Excerpted passage
PBGC next argues that its claims are entitled to the priority given to "any tax . . . incurred by the estate" post-petition. 11 U.S.C. § 503(b) (1) (B). Pursuant to 11 U.S.C. § 507(a) (7), ERISA claims are not found on the list of taxes entitled to priority in reorganization. Priority status is expressly available for ERISA claims only in a Chapter 7 liquidation. See H.R.Rep. No. 595, 95th Cong., 1st Sess. 382 (1977); Sen. Rep. No. 989, 95th Cong., 2d Sess. 96 (1978), U.S.Code Cong. & Admin.News 1978, pp. 5787, 5882, 6338 (legislative history to 11 U.S.C. § 724 explicitly states that the provision should apply to ERISA liens in a liquidation). If Congress wanted the provision to apply outside of Chapter 7, it would have so indicated.

In the alternative, PBGC asserts that its claims are entitled priority lien status. ERISA provides that there shall be a lien in favor of PBGC upon all property and rights to property belonging to any person who neglects or refuses to pay, after demand, the amount of such employer liability. 29 U.S.C. § 1368(a). The statute further provides that the lien arises on the date of termination of the plan and "shall be treated in the same manner as a tax due and owing to the United States for purposes of Title 11 or section 3713(a) of Title 31." 29 U.S.C. §§ 1368(b) and 1368(c) (2). PBGC's arguments are unavailing because creation of a lien would violate the stay provisions of the Code.

Work to be completed
Continue the passage on PBGC's priority claims in bankruptcy, starting after its final sentence.

Position annotation records
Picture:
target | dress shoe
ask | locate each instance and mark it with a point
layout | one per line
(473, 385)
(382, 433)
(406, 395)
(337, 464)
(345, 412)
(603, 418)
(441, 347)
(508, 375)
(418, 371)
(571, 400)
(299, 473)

Result of the task
As aforementioned, PBGC's claims arose pre-petition and were contingent upon plan termination on the date the bankruptcy petition was filed. ERISA provides that a lien shall arise if the employer "neglect[s] or refuse[s] to pay, after demand, the amount of such liability. . . ." 29 U.S.C. § 1368(a). The demand is a condition precedent to the creation of the lien. Indeed, PBGC's claims never ripened into liens because such demand was not possible in light of the stay provisions of the Bankruptcy Code. 11 U.S.C. §§ 362(a) (1), (a) (5) and 362(a) (6). Specifically, § 362(a) (4) stays "any act to create, perfect, or enforce any lien against property of the estate." See In re Parr Meadows Racing Ass'n, Inc., 880 F.2d 1540, 1545 (2d Cir.1989) ("[e]ven if it were possible to create and perfect a lien without any action by the [taxing authority], that lien, attaching to the property postpetition, would still violate the automatic stay."), cert. denied sub nom., Suffolk County Treasurer v. Barr, ___ U.S. ___, 110 S. Ct. 869, 107 L. Ed. 2d 953 (1990).

IV. The Seventy-Five Percent Statutory Limit

ERISA limits the amount that PBGC can recover on an employer liability *698 claim by an amount consisting of the employer's net worth. 29 U.S.C. § 1362(b) (1986). PBGC's employer liability claims normally include the total amount of the unfunded guaranteed benefits under a plan. Id. However, if those claims exceed the net worth of the employer, then the employer liability is reduced to the greater of (1) 30% of the collective net worth of the employer, or (2) 75% of the total amount of unfunded guaranteed benefits. Id. If an employer claims that 30% of its net worth is less than the plan asset insufficiency, the employer must submit to PBGC an estimate of its net worth and certain other related information within 120 days of the plan termination date. 29 C.F.R. § 2622.6(a). PBGC then makes a net worth determination of the plan sponsor. 29 U.S.C. §§ 1362(d) (1) (B) and (C).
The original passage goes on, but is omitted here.